● **Passage given**:
--

No one embodied the history, and vicissitudes, of France more in the past three-quarters of a century than Francois Mitterrand, its longest-serving president, who died Monday at the age of 79.

When he was born in the same small town of the French south where this week he will be buried, France was in the middle of a world war that even in victory was to cost it the best and brightest of a generation.

As a Paris student in the turbulent 1930s, the conservative Catholic boy from the country was to join some of the right-wing mobs in the streets.

As a sergeant on the Maginot line, he was wounded and captured in a world war in which, this time, a Nazi Germany conquered France.

On his third try he escaped, joining the collaborationist Vichy government of Marshal Henri Philippe Petain as an official handling the affairs of war prisoners and veterans. He received its highest decoration.

--

● **Data extract**:
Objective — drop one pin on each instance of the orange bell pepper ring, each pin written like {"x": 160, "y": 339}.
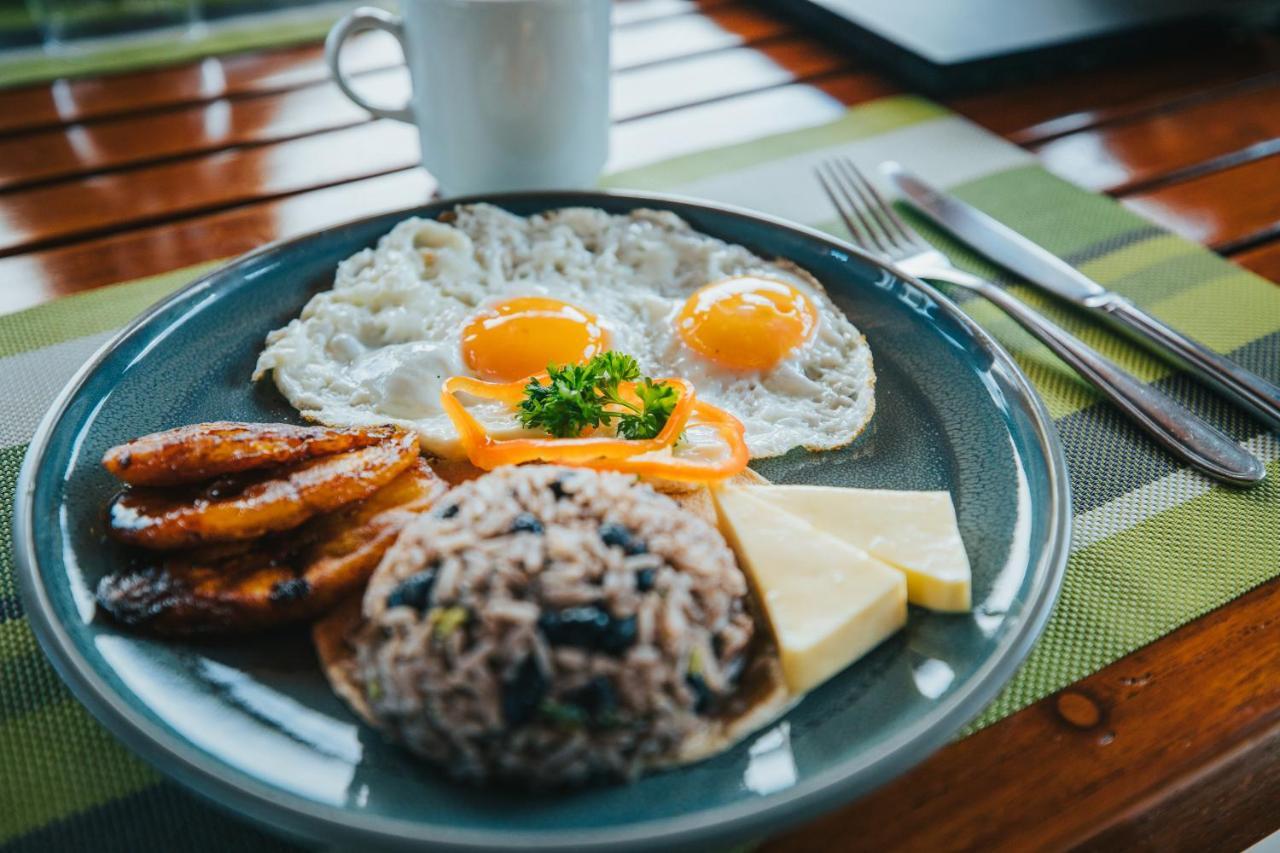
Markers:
{"x": 594, "y": 451}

--

● **Exercise aim**:
In the passage on Francois Mitterrand, the sentence about his wounding and capture says the war was one in which, "this time," Nazi Germany conquered France. Explain why that phrase is used.

● **Written response**:
"This time" sets this war against the world war that was under way when Mitterrand was born. France won that earlier war, though the victory cost it the best and brightest of a generation. In the later war, Nazi Germany conquered France.